* Check your understanding:
**1)** Duplicate the coding guidelines from "What follows is" to "of the business.".
**2)** Answer these questions from the coding guidelines.
(a) In the example with two losing plaintiffs and four intervenors, what number of appellants should be coded?
(b) Which company is named as an example of a listed appellant?
(c) How could that company be classified even if the opinion did not indicate the scope of its business?

* Passage:

━━━━━━━━━━━━━━━━

What follows is an opinion from a United States Court of Appeals.
Intervenors who participated as parties at the courts of appeals should be counted as either appellants or respondents when it can be determined whose position they supported. For example, if there were two plaintiffs who lost in district court, appealed, and were joined by four intervenors who also asked the court of appeals to reverse the district court, the number of appellants should be coded as six.
When coding the detailed nature of participants, use your personal knowledge about the participants, if you are completely confident of the accuracy of your knowledge, even if the specific information is not in the opinion. For example, if "IBM" is listed as the appellant it could be classified as "clearly national or international in scope" even if the opinion did not indicate the scope of the business.

━━━━━━━━━━━━━━━━

* Dataset excerpt:
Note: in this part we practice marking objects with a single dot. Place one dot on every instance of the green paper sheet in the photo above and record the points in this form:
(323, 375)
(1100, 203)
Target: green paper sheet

━━━━━━━━━━━━━━━━

* Answers to each task:
**1)**
What follows is an opinion from a United States Court of Appeals.
Intervenors who participated as parties at the courts of appeals should be counted as either appellants or respondents when it can be determined whose position they supported. For example, if there were two plaintiffs who lost in district court, appealed, and were joined by four intervenors who also asked the court of appeals to reverse the district court, the number of appellants should be coded as six.
When coding the detailed nature of participants, use your personal knowledge about the participants, if you are completely confident of the accuracy of your knowledge, even if the specific information is not in the opinion. For example, if "IBM" is listed as the appellant it could be classified as "clearly national or international in scope" even if the opinion did not indicate the scope of the business.

**2)**
(a) Six.
(b) IBM.
(c) As "clearly national or international in scope."